(begin)

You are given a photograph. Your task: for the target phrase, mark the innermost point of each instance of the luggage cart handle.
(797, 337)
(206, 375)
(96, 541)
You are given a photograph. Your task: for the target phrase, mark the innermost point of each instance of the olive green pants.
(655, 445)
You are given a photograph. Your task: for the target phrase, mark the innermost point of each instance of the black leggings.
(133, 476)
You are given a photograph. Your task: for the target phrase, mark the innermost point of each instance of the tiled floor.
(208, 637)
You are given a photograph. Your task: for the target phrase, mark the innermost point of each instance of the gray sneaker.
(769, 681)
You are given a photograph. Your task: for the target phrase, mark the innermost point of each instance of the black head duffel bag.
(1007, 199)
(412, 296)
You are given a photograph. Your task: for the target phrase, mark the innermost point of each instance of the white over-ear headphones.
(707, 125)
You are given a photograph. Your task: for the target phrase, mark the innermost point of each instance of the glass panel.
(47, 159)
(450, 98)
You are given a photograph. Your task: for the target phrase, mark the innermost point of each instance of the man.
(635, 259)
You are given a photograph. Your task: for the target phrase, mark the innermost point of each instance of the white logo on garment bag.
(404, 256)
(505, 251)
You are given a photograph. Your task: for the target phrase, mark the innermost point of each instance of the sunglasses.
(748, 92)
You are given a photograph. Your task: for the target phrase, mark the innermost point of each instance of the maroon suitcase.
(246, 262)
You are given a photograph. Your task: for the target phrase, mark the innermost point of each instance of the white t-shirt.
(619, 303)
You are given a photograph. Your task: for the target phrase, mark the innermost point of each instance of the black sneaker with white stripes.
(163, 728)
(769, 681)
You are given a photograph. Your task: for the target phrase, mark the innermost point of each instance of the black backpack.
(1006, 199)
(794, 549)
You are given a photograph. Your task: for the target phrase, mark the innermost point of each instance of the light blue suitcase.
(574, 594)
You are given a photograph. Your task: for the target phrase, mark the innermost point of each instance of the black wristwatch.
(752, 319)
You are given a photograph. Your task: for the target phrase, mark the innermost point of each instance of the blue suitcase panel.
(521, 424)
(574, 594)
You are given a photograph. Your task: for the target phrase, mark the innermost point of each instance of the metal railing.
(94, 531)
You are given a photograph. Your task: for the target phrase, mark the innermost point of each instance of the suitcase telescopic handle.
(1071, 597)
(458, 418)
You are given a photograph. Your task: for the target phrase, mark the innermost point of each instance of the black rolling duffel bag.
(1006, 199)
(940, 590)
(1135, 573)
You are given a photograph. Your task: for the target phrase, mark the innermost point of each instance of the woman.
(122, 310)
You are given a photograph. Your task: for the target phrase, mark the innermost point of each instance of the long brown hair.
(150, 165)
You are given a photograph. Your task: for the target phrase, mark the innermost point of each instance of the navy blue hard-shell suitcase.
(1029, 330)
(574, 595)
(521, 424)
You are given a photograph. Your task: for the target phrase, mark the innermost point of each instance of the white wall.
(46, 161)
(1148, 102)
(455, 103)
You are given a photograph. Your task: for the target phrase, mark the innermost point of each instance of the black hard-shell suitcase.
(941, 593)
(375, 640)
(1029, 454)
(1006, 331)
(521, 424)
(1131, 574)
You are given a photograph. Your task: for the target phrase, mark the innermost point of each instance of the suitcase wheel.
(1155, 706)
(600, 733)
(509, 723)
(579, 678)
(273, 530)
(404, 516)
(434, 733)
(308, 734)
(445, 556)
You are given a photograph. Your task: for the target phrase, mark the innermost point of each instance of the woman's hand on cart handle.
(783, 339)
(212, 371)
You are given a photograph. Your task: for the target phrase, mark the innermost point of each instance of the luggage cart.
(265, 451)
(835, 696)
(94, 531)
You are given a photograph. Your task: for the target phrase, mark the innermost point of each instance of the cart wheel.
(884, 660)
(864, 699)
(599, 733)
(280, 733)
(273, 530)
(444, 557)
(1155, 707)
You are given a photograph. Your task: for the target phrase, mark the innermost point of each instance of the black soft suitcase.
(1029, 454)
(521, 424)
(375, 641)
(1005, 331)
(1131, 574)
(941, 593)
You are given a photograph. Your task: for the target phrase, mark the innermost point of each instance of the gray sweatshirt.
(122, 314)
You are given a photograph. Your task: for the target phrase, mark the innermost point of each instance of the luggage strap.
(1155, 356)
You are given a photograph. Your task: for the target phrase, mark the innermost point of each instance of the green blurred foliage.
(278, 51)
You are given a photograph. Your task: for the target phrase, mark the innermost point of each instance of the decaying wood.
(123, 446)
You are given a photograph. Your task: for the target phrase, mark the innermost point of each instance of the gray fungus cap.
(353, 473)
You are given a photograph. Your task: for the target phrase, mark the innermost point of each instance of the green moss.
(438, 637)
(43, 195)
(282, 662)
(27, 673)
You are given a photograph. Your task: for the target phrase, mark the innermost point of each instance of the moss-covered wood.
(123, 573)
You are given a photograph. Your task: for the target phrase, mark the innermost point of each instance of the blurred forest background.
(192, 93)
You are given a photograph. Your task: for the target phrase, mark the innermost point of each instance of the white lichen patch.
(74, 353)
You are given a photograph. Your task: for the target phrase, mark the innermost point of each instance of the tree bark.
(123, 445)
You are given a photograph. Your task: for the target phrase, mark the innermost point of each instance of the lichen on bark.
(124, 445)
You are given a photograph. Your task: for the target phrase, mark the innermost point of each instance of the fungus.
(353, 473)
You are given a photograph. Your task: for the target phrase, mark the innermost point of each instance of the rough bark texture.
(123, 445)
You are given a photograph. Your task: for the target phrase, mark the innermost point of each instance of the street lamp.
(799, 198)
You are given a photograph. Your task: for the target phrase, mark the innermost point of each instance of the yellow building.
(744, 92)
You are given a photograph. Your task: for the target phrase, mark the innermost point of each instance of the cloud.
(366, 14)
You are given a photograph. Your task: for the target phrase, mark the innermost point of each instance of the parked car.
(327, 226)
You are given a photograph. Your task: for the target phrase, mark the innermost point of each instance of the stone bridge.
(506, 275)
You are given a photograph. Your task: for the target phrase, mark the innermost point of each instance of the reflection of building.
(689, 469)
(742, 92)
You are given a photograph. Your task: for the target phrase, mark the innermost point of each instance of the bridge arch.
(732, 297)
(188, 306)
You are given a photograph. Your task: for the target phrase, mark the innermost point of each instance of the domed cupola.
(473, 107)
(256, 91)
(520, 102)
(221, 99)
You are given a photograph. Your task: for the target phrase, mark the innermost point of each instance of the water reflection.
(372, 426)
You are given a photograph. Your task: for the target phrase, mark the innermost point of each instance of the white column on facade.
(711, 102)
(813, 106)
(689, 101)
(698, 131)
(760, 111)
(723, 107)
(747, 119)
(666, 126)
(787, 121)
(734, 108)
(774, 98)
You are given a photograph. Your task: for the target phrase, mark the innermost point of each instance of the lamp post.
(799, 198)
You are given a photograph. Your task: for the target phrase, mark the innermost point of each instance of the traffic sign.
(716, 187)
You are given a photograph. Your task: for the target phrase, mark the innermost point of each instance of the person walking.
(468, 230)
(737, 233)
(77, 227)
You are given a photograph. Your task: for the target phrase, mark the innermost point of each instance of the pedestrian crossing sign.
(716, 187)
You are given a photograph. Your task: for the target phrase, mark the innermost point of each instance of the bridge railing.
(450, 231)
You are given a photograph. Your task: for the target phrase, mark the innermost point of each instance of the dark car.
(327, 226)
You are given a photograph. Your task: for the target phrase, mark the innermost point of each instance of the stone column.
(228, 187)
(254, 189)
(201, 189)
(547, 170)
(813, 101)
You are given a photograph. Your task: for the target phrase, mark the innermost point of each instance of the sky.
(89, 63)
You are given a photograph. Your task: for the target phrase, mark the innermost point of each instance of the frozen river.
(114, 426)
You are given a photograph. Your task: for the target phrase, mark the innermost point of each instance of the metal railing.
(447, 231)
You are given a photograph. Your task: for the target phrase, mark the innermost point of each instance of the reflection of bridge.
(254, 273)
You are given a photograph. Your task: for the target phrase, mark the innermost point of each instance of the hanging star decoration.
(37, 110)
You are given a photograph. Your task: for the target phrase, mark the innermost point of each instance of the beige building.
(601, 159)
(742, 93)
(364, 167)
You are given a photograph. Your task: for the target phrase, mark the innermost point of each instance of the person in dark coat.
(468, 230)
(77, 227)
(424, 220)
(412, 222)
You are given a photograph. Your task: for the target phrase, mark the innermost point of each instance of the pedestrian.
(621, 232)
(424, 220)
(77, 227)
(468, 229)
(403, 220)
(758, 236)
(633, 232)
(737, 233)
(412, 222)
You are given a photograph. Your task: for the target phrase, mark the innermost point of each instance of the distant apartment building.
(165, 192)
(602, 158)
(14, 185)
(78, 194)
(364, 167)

(end)

Written instruction ->
Write out the records again, beginning at the line that has "of the sunglasses." and stopping after the line that has "(1135, 573)", and substitute "search phrase" for each "target phrase" while leaving everything else unchanged.

Exercise result ->
You are given a photograph. Your task: for the search phrase, mark the innermost point of each instance of the sunglasses.
(748, 92)
You are given a photograph. Your task: for the search phrase, mark the innermost point of each instance of the maroon suitcase.
(246, 262)
You are given a photograph. Your task: for the search phrase, mark the innermost point of each instance of the white t-shirt.
(619, 303)
You are given a photograph. Your task: for the search phrase, mark the innermost point of each instance of the black sneaker with white stripes.
(163, 728)
(769, 681)
You are given a photograph. Your task: for the search phrase, mark the innermost point of each instance of the black backpack.
(1006, 199)
(794, 549)
You are given a photograph. Your task: for the search phrase, mark the innermost point of each instance of the light blue suitcase.
(574, 594)
You are given a photograph. Your task: for the search phrase, mark the innermost point of each instance of the black wristwatch.
(752, 319)
You are given a photograph. Your task: for the search phrase, mark the innermost point of each instance of the blue suitcase panel.
(521, 424)
(574, 594)
You are given a photograph. Your task: for the search phrase, mark the innermost point of each instance of the metal railing.
(94, 531)
You are given a photograph. Your task: for the search phrase, mark the innermost point of each instance of the suitcase telescopic handle.
(1071, 597)
(458, 418)
You are given a photograph. Your task: for the search phrase, mark the innermost point of each instance of the black rolling duffel bag.
(1006, 199)
(940, 590)
(1135, 573)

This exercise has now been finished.